PROVIDED MATERIAL:
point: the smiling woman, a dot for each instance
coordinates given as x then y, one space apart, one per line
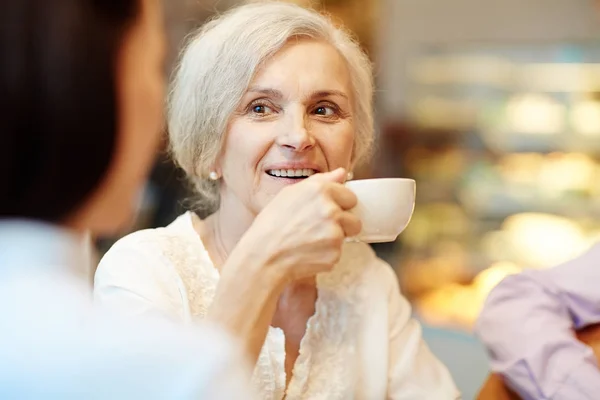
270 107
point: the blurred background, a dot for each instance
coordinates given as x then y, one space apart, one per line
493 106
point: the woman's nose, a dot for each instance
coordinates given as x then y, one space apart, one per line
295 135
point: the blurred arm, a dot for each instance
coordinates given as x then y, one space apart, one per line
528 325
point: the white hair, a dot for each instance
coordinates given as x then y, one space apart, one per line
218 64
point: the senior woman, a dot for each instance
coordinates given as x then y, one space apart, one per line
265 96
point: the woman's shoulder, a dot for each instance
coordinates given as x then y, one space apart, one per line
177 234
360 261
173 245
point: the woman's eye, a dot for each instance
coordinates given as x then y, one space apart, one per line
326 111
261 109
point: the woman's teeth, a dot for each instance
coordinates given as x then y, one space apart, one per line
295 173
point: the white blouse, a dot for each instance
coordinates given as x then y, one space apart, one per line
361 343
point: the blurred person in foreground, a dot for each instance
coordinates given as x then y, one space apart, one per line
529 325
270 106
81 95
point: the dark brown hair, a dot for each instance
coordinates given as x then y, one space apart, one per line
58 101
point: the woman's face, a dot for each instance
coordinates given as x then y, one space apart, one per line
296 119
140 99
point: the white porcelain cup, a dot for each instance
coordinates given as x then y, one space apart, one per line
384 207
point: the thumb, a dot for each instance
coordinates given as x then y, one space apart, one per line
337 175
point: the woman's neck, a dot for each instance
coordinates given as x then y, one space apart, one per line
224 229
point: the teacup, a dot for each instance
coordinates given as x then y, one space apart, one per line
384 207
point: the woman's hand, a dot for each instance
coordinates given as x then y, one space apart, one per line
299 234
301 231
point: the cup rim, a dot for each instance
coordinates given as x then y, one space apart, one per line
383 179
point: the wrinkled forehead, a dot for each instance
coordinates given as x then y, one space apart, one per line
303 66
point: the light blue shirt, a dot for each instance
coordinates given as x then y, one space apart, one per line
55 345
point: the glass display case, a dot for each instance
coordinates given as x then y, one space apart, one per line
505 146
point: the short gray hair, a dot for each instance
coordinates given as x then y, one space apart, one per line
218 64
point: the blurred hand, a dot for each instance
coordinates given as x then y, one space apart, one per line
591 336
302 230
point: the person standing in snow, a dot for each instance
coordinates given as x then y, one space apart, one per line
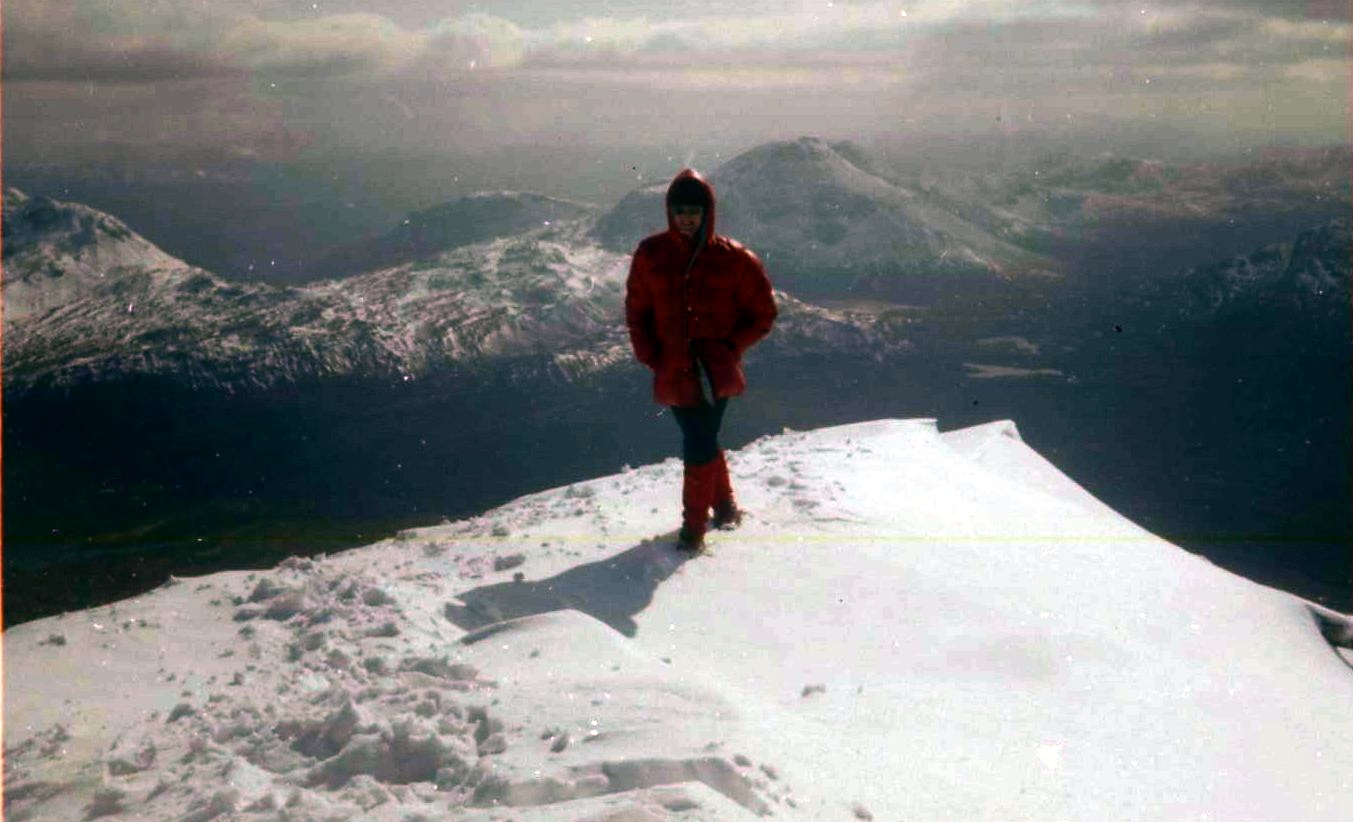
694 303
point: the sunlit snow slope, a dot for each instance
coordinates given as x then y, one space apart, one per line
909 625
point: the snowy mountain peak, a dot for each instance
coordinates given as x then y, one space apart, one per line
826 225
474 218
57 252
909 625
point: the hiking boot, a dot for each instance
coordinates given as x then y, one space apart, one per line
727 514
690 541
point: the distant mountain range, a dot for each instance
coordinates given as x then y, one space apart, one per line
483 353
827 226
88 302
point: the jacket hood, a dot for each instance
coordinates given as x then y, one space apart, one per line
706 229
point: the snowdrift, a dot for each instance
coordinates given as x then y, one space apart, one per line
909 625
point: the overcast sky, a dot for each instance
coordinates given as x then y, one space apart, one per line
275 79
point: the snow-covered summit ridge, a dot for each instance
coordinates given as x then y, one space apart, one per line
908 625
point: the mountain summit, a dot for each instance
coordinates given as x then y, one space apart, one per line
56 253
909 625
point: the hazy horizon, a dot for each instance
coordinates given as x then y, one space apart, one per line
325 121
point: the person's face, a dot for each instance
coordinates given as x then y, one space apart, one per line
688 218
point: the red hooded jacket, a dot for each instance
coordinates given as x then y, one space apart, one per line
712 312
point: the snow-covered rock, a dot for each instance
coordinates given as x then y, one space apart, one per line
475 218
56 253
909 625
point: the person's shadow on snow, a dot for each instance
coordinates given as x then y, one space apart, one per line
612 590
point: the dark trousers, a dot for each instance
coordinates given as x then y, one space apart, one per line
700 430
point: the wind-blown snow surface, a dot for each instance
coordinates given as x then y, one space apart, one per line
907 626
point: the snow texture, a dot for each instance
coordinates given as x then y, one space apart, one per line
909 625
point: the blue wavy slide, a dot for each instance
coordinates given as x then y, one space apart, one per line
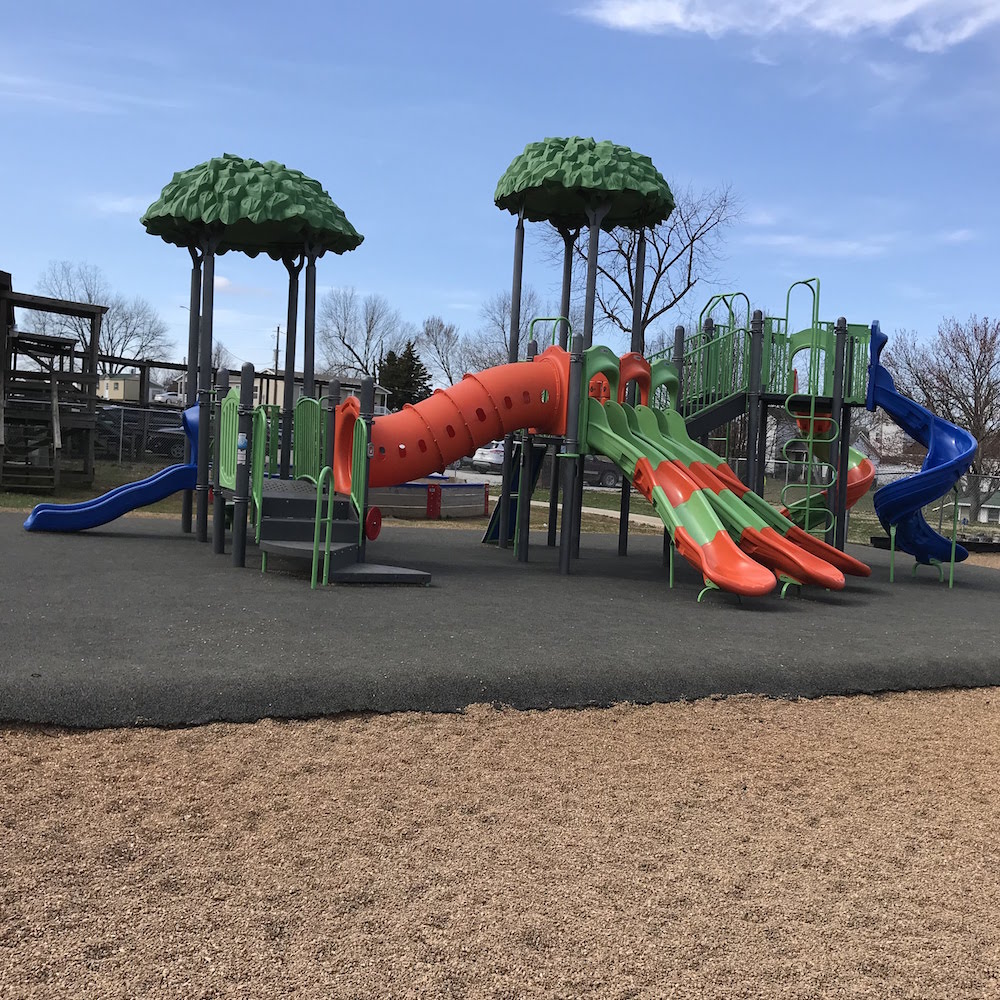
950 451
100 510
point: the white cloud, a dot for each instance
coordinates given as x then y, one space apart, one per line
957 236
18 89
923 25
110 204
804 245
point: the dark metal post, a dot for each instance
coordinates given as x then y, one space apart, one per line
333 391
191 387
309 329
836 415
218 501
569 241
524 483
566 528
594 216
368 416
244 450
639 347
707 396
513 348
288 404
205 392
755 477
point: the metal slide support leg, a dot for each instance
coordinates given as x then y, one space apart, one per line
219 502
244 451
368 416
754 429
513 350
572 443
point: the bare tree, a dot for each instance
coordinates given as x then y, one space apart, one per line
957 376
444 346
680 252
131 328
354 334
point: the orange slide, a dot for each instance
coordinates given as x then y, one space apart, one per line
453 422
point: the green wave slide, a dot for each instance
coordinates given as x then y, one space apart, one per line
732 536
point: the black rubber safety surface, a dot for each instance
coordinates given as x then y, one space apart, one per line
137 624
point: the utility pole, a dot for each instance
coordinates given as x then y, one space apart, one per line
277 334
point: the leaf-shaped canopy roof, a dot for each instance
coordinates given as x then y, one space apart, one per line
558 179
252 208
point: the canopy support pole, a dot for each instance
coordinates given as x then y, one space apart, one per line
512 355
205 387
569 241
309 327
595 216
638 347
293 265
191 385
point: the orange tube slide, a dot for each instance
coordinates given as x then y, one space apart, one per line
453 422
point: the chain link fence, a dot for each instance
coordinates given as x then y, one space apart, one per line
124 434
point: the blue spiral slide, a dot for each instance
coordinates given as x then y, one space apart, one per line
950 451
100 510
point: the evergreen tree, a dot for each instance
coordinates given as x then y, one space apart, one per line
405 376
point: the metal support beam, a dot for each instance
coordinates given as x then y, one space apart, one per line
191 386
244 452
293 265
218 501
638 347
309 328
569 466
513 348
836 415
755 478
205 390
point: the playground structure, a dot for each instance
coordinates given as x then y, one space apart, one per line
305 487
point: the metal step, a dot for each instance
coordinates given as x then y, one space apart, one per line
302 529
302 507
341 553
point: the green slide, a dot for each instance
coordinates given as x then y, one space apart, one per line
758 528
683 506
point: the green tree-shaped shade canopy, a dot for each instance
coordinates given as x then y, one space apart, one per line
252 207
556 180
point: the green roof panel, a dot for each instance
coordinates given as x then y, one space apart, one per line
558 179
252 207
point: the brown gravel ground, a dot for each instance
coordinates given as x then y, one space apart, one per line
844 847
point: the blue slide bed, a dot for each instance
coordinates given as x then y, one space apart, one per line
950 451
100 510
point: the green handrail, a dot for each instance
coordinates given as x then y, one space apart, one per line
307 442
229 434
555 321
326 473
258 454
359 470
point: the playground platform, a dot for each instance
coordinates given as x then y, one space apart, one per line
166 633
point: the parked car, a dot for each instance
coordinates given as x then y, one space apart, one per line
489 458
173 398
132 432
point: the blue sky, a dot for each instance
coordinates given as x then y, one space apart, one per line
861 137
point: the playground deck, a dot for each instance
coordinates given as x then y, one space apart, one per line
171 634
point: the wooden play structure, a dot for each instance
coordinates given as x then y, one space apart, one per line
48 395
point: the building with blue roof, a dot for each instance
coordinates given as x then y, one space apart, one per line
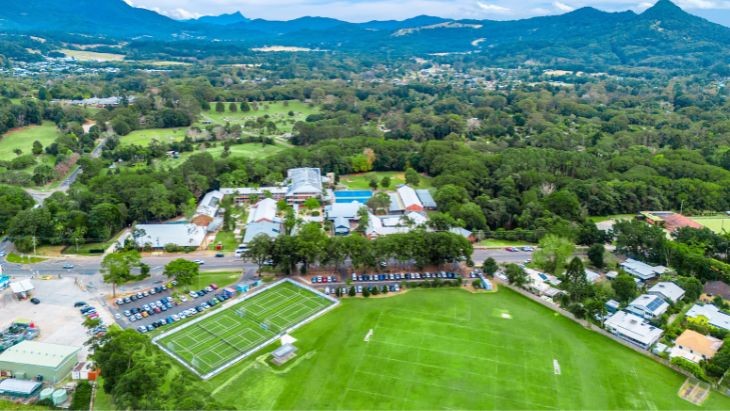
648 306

PROBLEM TO SOLVE:
Only the lines above starting with the one with "point: the woman's hand, a" and going through the one with "point: the person standing" are to be copied, word for word and with both ends kept.

RESPONSE:
point: the woman's hand, a dot for each instance
coordinates given as x then y, one space apart, one per line
299 234
301 231
point: the cup rim, a dot for each instance
coordinates given as x then y, one space apart, one per line
383 179
point: the wrinkled forehead, a dot for each instance
coordinates given as x then y, one space apart, one per line
303 66
point: the light blue shirt, a dot for each instance
coordinates given as x then y, one space apart, one per line
55 345
point: the glass display case, a dot for each instance
coordinates given as x then y, one space apart, one per line
505 146
point: the short gray hair, a dot for each instance
coordinates given as x then y, one space apart, one per line
218 64
point: the blurred hand, a dot for each instance
coordinates given as x then y, one space apart, one per line
591 336
302 230
point: the person standing in snow, a dot for each instance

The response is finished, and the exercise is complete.